- _Exercise requirements_: Retype each of the rows below without changing a single character.

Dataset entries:
= = = = = = =
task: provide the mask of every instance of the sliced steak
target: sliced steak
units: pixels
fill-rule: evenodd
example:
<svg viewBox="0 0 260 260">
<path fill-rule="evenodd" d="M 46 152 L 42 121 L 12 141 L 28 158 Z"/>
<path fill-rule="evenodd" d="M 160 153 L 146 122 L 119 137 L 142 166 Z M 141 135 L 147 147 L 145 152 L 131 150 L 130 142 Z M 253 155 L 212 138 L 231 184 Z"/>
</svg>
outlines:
= = = = = = =
- _Solution to the exercise_:
task: provide the mask of every instance of the sliced steak
target: sliced steak
units: pixels
fill-rule: evenodd
example:
<svg viewBox="0 0 260 260">
<path fill-rule="evenodd" d="M 46 152 L 42 121 L 12 141 L 28 158 Z"/>
<path fill-rule="evenodd" d="M 160 153 L 146 122 L 119 137 L 142 166 Z M 141 135 L 147 147 L 145 152 L 131 150 L 130 142 Z M 253 155 L 212 138 L 231 184 Z"/>
</svg>
outlines:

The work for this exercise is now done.